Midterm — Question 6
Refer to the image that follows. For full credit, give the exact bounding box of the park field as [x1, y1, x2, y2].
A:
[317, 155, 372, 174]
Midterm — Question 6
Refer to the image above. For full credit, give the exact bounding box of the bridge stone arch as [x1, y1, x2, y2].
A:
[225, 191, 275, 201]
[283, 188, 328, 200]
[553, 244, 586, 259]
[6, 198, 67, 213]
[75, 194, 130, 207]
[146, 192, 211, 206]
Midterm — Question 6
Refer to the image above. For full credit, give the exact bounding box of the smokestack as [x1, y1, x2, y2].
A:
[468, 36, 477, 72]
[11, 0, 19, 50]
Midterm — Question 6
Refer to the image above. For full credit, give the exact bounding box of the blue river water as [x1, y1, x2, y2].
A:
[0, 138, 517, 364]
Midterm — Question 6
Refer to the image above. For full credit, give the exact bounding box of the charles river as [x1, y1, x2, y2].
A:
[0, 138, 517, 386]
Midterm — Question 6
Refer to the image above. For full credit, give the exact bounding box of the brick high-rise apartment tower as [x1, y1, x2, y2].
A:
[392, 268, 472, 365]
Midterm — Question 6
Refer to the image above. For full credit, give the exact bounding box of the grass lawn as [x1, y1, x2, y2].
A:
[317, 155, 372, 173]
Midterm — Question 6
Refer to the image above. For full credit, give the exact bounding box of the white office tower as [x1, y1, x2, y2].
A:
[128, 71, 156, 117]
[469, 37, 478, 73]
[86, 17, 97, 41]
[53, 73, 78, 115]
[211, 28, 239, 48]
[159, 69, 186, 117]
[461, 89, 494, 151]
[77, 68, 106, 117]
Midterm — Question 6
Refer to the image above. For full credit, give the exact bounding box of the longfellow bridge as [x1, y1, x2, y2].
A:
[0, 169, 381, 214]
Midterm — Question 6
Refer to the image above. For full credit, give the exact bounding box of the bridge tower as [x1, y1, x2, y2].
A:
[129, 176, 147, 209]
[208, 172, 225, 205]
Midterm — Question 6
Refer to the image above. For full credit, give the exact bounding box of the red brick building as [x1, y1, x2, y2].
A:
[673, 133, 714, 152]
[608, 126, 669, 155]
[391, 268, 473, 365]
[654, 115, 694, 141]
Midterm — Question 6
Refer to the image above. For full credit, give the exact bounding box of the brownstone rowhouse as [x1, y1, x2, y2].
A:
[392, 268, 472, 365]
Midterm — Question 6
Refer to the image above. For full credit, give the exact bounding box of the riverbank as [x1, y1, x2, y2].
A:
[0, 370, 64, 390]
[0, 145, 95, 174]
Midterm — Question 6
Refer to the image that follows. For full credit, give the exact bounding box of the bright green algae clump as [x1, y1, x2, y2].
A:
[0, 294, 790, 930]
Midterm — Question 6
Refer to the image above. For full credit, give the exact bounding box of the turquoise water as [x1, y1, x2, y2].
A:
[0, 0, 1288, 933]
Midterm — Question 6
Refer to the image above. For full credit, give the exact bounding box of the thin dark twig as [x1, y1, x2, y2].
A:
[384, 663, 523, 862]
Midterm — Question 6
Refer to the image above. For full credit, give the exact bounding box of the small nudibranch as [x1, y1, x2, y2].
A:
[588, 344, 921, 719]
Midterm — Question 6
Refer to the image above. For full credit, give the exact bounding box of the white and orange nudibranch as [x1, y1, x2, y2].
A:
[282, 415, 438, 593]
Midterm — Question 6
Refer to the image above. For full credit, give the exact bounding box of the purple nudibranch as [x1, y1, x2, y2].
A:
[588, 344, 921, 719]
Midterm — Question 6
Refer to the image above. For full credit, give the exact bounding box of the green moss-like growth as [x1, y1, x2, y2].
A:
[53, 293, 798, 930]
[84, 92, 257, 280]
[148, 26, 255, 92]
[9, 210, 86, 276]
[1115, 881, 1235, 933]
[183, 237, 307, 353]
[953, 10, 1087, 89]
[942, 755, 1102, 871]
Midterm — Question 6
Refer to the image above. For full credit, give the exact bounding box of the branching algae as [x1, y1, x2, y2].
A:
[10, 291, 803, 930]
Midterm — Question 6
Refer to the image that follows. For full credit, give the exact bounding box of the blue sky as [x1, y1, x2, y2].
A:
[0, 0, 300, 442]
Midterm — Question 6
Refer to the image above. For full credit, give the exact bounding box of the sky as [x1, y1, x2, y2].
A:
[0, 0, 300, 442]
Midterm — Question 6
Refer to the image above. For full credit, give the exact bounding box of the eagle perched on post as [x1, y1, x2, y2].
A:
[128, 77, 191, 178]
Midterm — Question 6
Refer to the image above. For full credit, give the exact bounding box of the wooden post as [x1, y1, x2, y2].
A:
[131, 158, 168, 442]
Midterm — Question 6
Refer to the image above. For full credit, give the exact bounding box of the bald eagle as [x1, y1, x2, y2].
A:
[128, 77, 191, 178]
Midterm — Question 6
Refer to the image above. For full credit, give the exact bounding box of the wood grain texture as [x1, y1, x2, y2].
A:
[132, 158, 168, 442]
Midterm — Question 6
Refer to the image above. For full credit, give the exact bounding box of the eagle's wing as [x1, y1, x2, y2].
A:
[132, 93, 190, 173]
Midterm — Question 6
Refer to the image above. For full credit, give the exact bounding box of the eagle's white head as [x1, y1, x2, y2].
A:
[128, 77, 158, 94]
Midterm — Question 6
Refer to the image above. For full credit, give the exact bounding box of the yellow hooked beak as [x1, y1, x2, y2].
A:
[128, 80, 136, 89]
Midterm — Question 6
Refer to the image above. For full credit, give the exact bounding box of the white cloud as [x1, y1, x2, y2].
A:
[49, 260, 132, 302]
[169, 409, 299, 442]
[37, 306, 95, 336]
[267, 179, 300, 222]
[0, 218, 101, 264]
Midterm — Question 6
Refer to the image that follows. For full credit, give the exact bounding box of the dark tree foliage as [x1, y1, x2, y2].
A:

........

*Challenge*.
Repeat the lines from the start of the records through the line containing "[654, 115, 694, 141]", including that line.

*Right answer*.
Midterm — Question 6
Refer to the image that follows. For full credit, give the exact bounding box of the park field as [x1, y1, x2, y2].
A:
[317, 155, 372, 174]
Midterm — Question 6
Refer to the image above. For full credit, give the exact bounding box of the bridge stone arch as [x1, y1, x2, y2].
A:
[225, 191, 275, 201]
[283, 188, 328, 200]
[553, 244, 586, 259]
[6, 198, 67, 213]
[75, 194, 130, 207]
[146, 192, 211, 206]
Midterm — Question 6
Refer to the image above. For full credit, give the exact bounding box of the smokestack as [x1, y1, x2, y2].
A:
[468, 36, 477, 72]
[11, 0, 19, 50]
Midterm — Question 6
Refer to the image above. For full credit, give the exact bounding box of the blue river water as [x1, y1, x2, y2].
A:
[0, 138, 517, 364]
Midterm — Question 6
Refer to the image above. For full credit, give the exact bounding box of the charles river as [x1, y1, x2, y2].
A:
[0, 138, 517, 386]
Midterm — Question 6
Refer to the image above. For full credit, give the exact bounding box of the brick high-rise apartment tower as [x1, y1, x2, y2].
A:
[392, 268, 472, 365]
Midterm — Question 6
Refer to the image above. For full credit, give the exact bounding box of the grass lawn as [x1, y1, x2, y2].
A:
[317, 155, 372, 173]
Midterm — Question 6
Refer to the image above. For full credit, give the exact bounding box of the white office tower as [x1, y1, x2, y2].
A:
[128, 71, 156, 117]
[469, 37, 478, 73]
[86, 17, 97, 41]
[53, 73, 78, 115]
[211, 28, 239, 48]
[159, 69, 186, 117]
[461, 89, 494, 151]
[77, 68, 106, 117]
Midterm — Question 6
Refer to the image above. For full credit, give the exact bounding box of the longfellow bridge as [x1, y1, x2, y2].
A:
[0, 169, 381, 214]
Midterm — Question 6
Refer to the image above. For full credit, give the exact bounding box of the bridge tower as [x1, y1, x2, y2].
A:
[129, 176, 147, 209]
[208, 172, 225, 205]
Midterm — Question 6
Refer to the image above. For full credit, give the exact bounding box of the red brick building as [x1, y1, x2, y2].
A:
[673, 133, 714, 152]
[608, 126, 669, 155]
[391, 268, 473, 365]
[654, 115, 694, 141]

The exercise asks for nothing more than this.